(Stored records)
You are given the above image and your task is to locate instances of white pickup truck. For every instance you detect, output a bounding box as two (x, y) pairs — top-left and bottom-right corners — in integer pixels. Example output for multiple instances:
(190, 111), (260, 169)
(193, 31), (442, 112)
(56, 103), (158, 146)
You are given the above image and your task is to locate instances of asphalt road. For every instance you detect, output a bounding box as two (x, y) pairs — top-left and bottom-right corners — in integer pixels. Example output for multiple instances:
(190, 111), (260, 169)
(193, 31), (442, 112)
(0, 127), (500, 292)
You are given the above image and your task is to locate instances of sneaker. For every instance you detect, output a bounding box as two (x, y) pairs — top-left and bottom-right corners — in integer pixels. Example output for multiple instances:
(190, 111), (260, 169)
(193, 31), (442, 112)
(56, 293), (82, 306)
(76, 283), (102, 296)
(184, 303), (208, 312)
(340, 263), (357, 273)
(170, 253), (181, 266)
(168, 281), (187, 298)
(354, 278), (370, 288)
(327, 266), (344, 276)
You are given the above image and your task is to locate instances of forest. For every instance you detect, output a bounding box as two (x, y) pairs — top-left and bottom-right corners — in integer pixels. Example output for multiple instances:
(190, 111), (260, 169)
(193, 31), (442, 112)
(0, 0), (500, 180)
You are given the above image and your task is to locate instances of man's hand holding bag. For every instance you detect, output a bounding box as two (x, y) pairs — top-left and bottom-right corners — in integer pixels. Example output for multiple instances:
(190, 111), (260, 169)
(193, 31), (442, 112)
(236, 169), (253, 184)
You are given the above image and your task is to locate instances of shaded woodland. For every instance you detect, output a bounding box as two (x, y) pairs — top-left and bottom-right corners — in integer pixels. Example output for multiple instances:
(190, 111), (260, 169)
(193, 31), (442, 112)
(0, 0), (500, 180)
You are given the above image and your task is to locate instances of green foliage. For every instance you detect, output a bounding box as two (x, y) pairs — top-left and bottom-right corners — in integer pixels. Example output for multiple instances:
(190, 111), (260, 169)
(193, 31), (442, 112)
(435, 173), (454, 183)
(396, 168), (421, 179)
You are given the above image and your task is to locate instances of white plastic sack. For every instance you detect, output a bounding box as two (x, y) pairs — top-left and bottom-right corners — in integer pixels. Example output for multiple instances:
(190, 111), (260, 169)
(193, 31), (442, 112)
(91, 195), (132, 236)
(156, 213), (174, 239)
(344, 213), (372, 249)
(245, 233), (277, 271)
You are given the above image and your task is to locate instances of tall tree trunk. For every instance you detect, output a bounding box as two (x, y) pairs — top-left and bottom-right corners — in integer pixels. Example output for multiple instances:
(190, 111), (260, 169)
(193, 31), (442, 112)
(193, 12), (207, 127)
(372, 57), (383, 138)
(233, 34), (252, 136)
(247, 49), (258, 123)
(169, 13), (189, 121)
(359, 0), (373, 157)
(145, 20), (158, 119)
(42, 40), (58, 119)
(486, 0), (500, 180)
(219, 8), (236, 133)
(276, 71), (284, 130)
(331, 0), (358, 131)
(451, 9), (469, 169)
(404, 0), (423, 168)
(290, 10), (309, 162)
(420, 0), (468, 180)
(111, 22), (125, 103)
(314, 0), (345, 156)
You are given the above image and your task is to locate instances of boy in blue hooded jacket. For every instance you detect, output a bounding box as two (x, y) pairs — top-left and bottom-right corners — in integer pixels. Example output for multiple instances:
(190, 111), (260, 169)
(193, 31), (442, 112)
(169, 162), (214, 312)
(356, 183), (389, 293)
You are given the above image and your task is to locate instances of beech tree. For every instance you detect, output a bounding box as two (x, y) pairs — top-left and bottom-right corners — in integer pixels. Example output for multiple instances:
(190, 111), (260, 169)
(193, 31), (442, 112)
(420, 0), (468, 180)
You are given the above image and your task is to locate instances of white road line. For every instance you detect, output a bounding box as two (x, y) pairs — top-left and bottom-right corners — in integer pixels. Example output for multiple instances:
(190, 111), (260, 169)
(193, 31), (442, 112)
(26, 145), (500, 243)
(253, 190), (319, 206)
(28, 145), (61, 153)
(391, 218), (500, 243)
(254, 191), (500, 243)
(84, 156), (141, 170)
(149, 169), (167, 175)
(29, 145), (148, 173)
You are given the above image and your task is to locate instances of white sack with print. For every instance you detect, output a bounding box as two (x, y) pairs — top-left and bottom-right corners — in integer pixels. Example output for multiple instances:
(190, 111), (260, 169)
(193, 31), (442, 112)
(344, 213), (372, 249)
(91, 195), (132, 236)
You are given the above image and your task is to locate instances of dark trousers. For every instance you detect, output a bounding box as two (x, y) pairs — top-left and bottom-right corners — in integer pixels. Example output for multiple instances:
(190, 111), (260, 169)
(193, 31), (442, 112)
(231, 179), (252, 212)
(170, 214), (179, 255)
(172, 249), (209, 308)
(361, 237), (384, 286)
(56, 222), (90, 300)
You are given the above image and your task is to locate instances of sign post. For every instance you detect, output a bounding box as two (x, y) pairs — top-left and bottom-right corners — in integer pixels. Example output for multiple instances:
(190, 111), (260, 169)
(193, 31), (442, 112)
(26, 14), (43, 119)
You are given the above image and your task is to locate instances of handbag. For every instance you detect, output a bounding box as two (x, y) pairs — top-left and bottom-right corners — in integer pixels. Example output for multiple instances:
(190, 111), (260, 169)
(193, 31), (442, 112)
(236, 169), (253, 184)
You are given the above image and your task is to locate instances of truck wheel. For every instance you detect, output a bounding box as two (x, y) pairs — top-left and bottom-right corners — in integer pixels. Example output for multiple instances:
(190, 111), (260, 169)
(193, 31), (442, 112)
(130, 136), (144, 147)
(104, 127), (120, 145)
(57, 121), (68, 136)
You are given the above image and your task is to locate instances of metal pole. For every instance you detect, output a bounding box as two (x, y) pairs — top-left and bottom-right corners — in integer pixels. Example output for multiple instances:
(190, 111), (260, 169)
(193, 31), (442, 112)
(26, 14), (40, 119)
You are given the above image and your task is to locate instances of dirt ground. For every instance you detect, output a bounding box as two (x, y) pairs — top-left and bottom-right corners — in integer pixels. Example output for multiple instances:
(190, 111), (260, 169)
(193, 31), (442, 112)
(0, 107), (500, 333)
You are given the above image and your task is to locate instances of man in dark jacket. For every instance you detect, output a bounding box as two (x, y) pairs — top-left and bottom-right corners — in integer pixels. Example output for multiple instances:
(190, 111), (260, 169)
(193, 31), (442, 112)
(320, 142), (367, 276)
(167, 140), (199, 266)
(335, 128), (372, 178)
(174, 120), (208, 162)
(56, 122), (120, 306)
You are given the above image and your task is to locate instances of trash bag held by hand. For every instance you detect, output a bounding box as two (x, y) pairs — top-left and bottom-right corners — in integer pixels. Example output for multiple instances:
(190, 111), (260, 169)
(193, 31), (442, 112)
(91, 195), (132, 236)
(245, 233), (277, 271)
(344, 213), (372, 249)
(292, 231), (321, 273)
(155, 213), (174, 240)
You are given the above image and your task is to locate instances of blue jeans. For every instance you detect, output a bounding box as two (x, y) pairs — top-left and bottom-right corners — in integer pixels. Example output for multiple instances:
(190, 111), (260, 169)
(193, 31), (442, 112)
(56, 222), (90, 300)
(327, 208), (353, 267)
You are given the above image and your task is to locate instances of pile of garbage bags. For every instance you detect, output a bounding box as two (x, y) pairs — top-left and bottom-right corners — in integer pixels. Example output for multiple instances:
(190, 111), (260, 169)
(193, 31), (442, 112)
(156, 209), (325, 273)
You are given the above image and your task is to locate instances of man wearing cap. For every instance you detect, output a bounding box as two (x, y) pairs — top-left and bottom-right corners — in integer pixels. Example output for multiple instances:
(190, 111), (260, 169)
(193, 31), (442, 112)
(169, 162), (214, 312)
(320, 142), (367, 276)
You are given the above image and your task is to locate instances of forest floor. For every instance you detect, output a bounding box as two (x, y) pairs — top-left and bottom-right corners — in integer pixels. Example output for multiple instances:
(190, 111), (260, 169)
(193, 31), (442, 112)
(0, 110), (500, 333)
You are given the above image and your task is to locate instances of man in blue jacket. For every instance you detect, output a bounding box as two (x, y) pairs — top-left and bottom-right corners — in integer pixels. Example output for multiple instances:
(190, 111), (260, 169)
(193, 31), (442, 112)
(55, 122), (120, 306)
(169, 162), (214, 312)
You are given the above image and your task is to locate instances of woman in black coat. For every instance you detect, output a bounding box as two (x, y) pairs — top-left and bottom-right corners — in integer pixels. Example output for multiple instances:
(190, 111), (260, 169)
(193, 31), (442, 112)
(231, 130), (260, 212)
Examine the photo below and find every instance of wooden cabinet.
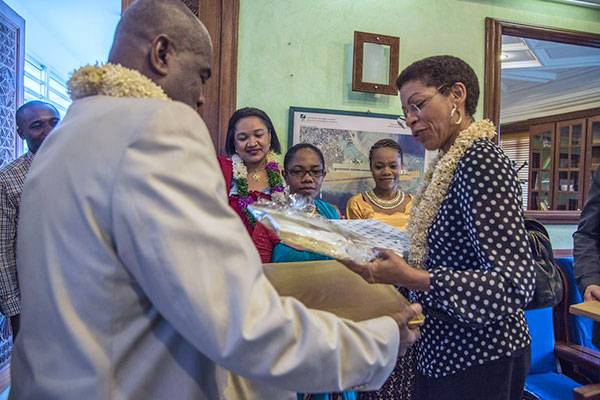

■ YOUR TASK ■
From the data above, extract everything from the line containing "of white road" down to the line containing "(84, 156), (141, 170)", both included, and reproduce those lines unchanged.

■ EXERCISE RESULT ■
You are given the above image and your task is to locate instances of white road line. For every instance you detect, output a bounding box as two (x, y) pairs — top-left and bottom-right corners — in integer pixels. Example output for multiple instances:
(190, 111), (260, 169)
(193, 31), (442, 112)
(26, 145), (500, 243)
(253, 190), (319, 206)
(28, 145), (61, 153)
(391, 218), (500, 243)
(254, 191), (500, 243)
(84, 156), (141, 170)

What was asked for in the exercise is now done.